INPUT
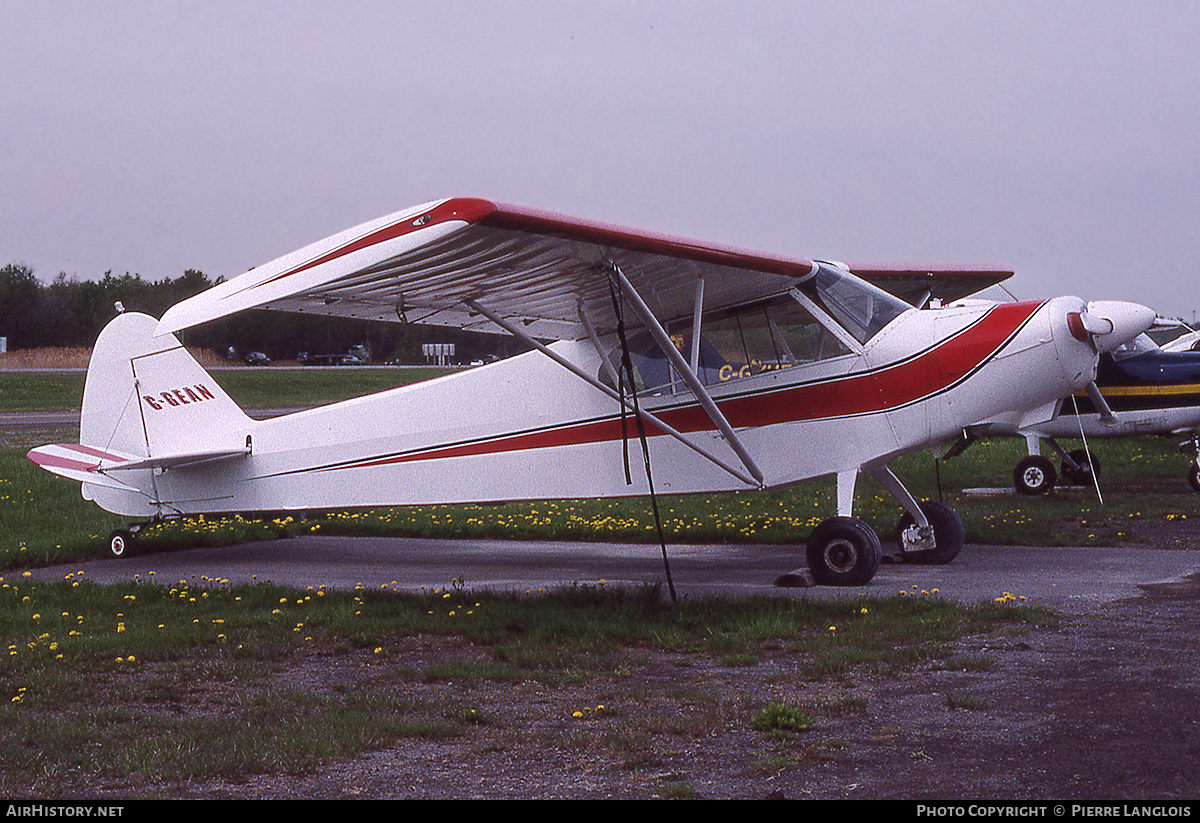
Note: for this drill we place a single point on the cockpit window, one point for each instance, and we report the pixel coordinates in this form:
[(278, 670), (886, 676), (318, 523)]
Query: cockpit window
[(1139, 344), (859, 307), (735, 344)]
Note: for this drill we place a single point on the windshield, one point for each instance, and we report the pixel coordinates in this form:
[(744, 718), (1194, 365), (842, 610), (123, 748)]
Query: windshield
[(1139, 344), (859, 307)]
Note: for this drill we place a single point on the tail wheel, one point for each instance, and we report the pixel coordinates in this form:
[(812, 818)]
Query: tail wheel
[(949, 534), (1085, 467), (120, 544), (1035, 475), (844, 551)]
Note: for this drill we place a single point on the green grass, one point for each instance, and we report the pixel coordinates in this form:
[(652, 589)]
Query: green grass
[(174, 680), (252, 389), (43, 520)]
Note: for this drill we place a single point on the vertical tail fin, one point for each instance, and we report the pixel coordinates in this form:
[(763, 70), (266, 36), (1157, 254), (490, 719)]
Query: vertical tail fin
[(148, 396)]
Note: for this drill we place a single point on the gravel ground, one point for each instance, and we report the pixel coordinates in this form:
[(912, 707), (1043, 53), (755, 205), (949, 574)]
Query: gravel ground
[(1103, 707)]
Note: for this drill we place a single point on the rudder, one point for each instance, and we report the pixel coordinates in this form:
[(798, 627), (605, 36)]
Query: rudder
[(148, 396)]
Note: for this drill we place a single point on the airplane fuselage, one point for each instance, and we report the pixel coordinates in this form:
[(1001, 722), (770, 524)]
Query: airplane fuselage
[(527, 428)]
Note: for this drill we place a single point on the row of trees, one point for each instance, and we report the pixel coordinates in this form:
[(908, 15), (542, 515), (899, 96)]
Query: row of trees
[(69, 312)]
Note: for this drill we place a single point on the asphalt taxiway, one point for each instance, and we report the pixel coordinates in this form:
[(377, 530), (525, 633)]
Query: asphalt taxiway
[(1069, 578)]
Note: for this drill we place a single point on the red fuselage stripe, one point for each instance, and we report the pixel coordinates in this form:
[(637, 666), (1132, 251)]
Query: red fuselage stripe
[(900, 384)]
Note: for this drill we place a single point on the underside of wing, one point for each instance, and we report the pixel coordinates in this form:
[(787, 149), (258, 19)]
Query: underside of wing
[(441, 262), (538, 269)]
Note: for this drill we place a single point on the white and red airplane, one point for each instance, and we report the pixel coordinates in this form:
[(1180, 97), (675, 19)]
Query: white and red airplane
[(735, 371)]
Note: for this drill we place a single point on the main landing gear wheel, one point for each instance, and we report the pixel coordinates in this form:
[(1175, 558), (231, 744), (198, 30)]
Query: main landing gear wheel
[(844, 551), (1084, 472), (1035, 475), (949, 535), (120, 544)]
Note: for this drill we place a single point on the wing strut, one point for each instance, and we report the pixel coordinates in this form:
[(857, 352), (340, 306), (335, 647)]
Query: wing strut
[(583, 376), (689, 376)]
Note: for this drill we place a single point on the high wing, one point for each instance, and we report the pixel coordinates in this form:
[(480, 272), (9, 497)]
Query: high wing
[(918, 284), (532, 268), (437, 263)]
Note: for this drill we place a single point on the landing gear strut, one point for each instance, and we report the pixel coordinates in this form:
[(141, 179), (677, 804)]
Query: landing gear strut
[(845, 551), (120, 542), (1193, 445)]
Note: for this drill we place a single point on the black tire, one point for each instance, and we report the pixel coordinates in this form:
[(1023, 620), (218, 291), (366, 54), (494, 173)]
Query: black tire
[(120, 544), (949, 534), (1089, 468), (1035, 475), (844, 551)]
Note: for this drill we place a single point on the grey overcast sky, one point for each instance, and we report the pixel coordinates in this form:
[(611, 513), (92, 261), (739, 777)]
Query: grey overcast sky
[(1055, 137)]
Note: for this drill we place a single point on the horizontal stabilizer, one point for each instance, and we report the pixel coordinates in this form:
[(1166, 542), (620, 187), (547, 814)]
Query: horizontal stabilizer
[(79, 462), (93, 466)]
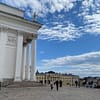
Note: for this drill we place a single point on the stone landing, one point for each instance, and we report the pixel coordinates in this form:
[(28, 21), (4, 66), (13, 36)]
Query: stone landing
[(12, 84)]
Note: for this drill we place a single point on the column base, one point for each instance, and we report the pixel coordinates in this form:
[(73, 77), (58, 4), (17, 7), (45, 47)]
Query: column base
[(17, 79)]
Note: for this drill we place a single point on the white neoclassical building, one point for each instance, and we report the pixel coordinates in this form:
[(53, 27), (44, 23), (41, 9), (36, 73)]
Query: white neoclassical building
[(17, 45)]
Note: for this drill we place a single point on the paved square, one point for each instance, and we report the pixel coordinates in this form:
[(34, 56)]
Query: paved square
[(44, 93)]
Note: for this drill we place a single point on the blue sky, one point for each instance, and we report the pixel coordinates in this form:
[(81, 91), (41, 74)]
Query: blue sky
[(69, 40)]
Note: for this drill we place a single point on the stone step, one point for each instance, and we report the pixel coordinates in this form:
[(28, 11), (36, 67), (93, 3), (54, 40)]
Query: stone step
[(24, 84)]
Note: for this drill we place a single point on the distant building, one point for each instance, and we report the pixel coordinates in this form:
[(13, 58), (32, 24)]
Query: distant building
[(46, 78)]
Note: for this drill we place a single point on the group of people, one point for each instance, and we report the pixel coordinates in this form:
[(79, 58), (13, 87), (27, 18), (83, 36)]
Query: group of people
[(56, 83)]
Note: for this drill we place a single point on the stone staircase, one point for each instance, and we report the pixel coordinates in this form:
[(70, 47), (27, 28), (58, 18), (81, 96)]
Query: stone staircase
[(23, 84)]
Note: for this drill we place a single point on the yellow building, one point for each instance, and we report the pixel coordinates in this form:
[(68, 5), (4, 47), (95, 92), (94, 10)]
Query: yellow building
[(46, 78)]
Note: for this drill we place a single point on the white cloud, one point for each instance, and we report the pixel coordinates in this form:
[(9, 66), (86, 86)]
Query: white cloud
[(84, 64), (59, 32)]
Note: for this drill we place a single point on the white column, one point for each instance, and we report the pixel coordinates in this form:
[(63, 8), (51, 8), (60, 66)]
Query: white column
[(33, 77), (3, 40), (19, 57), (27, 66), (23, 64)]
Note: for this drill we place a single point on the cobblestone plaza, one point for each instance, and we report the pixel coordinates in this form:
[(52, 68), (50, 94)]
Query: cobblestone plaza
[(44, 93)]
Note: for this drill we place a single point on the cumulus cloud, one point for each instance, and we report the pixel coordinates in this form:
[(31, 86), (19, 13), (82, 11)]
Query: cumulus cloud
[(59, 32), (84, 64)]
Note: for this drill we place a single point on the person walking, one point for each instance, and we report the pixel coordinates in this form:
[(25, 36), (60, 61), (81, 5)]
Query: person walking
[(51, 85), (60, 83)]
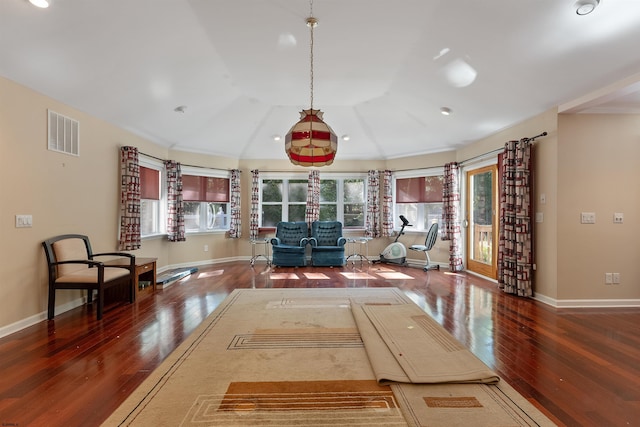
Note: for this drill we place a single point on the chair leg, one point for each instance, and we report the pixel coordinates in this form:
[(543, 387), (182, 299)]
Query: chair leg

EXERCISE TASK
Copy all of the material above word for word, omitting the picture markers.

FINAL RESULT
Note: for this drill we place a single point on the cockpit window, one point for each instance, and we report the pixel coordinates in this form:
[(278, 670), (886, 676), (318, 523)]
Query: cockpit window
[(1139, 344), (859, 307), (735, 344)]
Note: for this drill we place a single point on the windshield, one point for each instance, and we report the pixel coordinates in this form:
[(744, 718), (1194, 365), (842, 610), (123, 748)]
Query: windshield
[(1139, 344), (859, 307)]
Note: for this drill we place a single point on the tail wheel, one point for each instance, and we report the pixel coordinates in this form:
[(812, 818)]
Query: tail wheel
[(949, 534), (1085, 467), (120, 544), (1035, 475), (844, 551)]
Note: for this drill we place a single point on the green grass, one point for each instance, and we report the pixel coordinates in this form:
[(652, 589)]
Query: green grass
[(174, 680), (252, 389), (43, 520)]
Note: for this drill we place a single point on the vertical tail fin, one point for each instance, and we report the pixel coordinates in this form:
[(763, 70), (266, 36), (1157, 254), (490, 719)]
Query: vertical tail fin
[(148, 396)]
Note: for this drill we place a single point on the gravel ground, one point for each instance, and we report the pixel coordinates in this form:
[(912, 707), (1043, 53), (755, 205), (949, 574)]
Query: gravel ground
[(1103, 707)]
Note: for this drill we place a single point on the rudder, one point for each instance, and we report the pixel coordinates in this form:
[(798, 627), (605, 36)]
Query: rudder
[(148, 396)]
Note: for this drill we place a single point on the airplane fuselage, one point for each instance, and we report the pixel coordinates in this form:
[(1001, 722), (770, 524)]
Query: airplane fuselage
[(527, 428)]
Note: for this drill we place a single point on the row of trees, one point for each instance, and we report the pixel coordinates in this form:
[(908, 15), (542, 515), (899, 96)]
Query: row of trees
[(69, 312)]
Note: for this drill we place a single point on the asphalt taxiway, one point for each instance, and we report the pixel coordinates in this form:
[(377, 530), (525, 633)]
Query: asphalt taxiway
[(1069, 578)]
Note: for this drill we place a single point on the red fuselage stripe, one point for each instance, and we report the pixel coordinates in this form:
[(637, 666), (1132, 251)]
Query: red fuselage stripe
[(900, 384)]
Note: for this drill we place a single point on the underside of wing, one point for each instance, and we report the pixel coordinates in this form:
[(787, 149), (258, 19)]
Query: underside of wing
[(441, 262), (538, 269)]
Note: for this drill we place a single point on the white and red airplane, one point for each instance, and we report the pixel coordinates in this form:
[(1180, 97), (675, 19)]
Query: white and red airplane
[(735, 371)]
Note: for this drill we place a single point on the main landing gear wheel, one point for each instance, and we report the pixel coordinates in this form:
[(1175, 558), (231, 744), (198, 30)]
Query: main landing gear wheel
[(844, 551), (1084, 472), (1035, 475), (949, 535), (120, 544)]
Note: for this drill we place a single point on the wing strut, one point for each instance, and we report the pixel coordinates in this form:
[(857, 352), (340, 306), (335, 647)]
Query: wing strut
[(583, 376), (689, 376)]
Note: for this drill we place a single point on the high wing, one point for each instance, and we report the pixel coordinates in this form:
[(480, 272), (9, 497)]
Query: high wing
[(918, 284), (532, 268), (437, 263)]
Note: for this drill we place a single point on the landing gear strut, one point for each instance, and we report the pixel coordinates in this form:
[(141, 179), (677, 804)]
Query: landing gear strut
[(845, 551), (120, 542), (1193, 445)]
Note: for this drill we place a single point on the black tire, one point for each instance, and we report the pixel coordinates in this form:
[(1023, 620), (218, 291), (366, 54), (494, 173)]
Query: black tire
[(120, 544), (949, 534), (1089, 468), (1035, 475), (844, 551)]
Note: for this drill we place a single point on the grey overcast sky, one point for each instance, and we report the pixel coordinates in this form:
[(611, 513), (92, 261), (739, 777)]
Query: grey overcast sky
[(1055, 137)]
Note: for this drill we place a single point on the horizontal stabilizer, one point for each instance, and we report the pixel coordinates in this form:
[(1166, 542), (620, 187), (547, 814)]
Query: horizontal stabilizer
[(79, 462), (93, 466)]
Note: for this drill we place a single point on the stone landing, one point for each instance, and we report the pixel coordinates in this form:
[(28, 21), (4, 66), (13, 36)]
Query: stone landing
[(12, 84)]
Note: for this drill we place a single point on the column base, one point for each instance, and we report the pixel coordinates in this form:
[(73, 77), (58, 4), (17, 7), (45, 47)]
Query: column base
[(17, 79)]
Note: for this drill we place a single point on the white neoclassical building, one point for each instance, and we report the pixel coordinates in this form:
[(53, 27), (44, 23), (41, 9), (36, 73)]
Query: white neoclassical building
[(17, 45)]
Note: for this drill we place a single point on the paved square, one point for each instance, and we report the pixel coordinates in this form:
[(34, 56)]
Query: paved square
[(44, 93)]
Note: for this drill we place a single point on the blue sky, one point for each instance, and we report the pixel coordinates in this form:
[(81, 91), (41, 74)]
Query: blue sky
[(69, 40)]
Note: for this drill we place a single point on the stone step, one point for each instance, and we report the pixel coordinates in this form:
[(28, 11), (36, 67), (93, 3), (54, 40)]
Query: stone step
[(24, 84)]
Note: for this drill we place a single point on the distant building, one point for each instance, and we report the pixel coordinates in this form:
[(13, 58), (32, 24)]
Query: distant building
[(46, 78)]
Note: for this drill we place a single point on the group of people, one point for each instance, and we report the pixel coordinates in this form:
[(79, 58), (13, 87), (27, 18), (83, 36)]
Query: group of people
[(56, 83)]
Note: for this drill we place a single point on the stone staircase, one point for each instance, and we report the pixel coordinates in this form:
[(70, 47), (27, 28), (58, 18), (81, 96)]
Query: stone staircase
[(23, 84)]
Note: for this drill we place a single point on the yellow building, one point for each instance, and we report the pixel coordinates in this form:
[(68, 5), (4, 47), (95, 92), (94, 10)]
Query: yellow building
[(46, 78)]
Note: for this drill we place a single point on the white cloud, one point for each instance, and we report the pixel coordinates in this form:
[(9, 66), (86, 86)]
Query: white cloud
[(84, 64), (59, 32)]
Note: for this drill we place a single point on the white column, one point for each instance, and we report the pixel coordinates in this form:
[(63, 8), (51, 8), (60, 66)]
Query: white column
[(33, 77), (3, 40), (19, 57), (27, 66), (23, 64)]
Note: for this drill we place a single point on the cobblestone plaza, one point for each instance, and we report the pixel coordinates in this form:
[(52, 68), (50, 94)]
Query: cobblestone plaza
[(44, 93)]
Note: for this drill we place a single point on the cumulus cloud, one point for each instance, and we report the pixel coordinates in this form:
[(31, 86), (19, 13), (82, 11)]
Query: cumulus cloud
[(59, 32), (84, 64)]
Note: for this drill we place a single point on the person walking, one point for each instance, and we report the pixel coordinates in this form:
[(25, 36), (60, 61), (81, 5)]
Query: person walking
[(51, 85), (60, 83)]
Note: for this drill we place a single point on the chair leg, one point for each instance, and we report the pixel coordinates in this form:
[(543, 387), (182, 299)]
Query: chair leg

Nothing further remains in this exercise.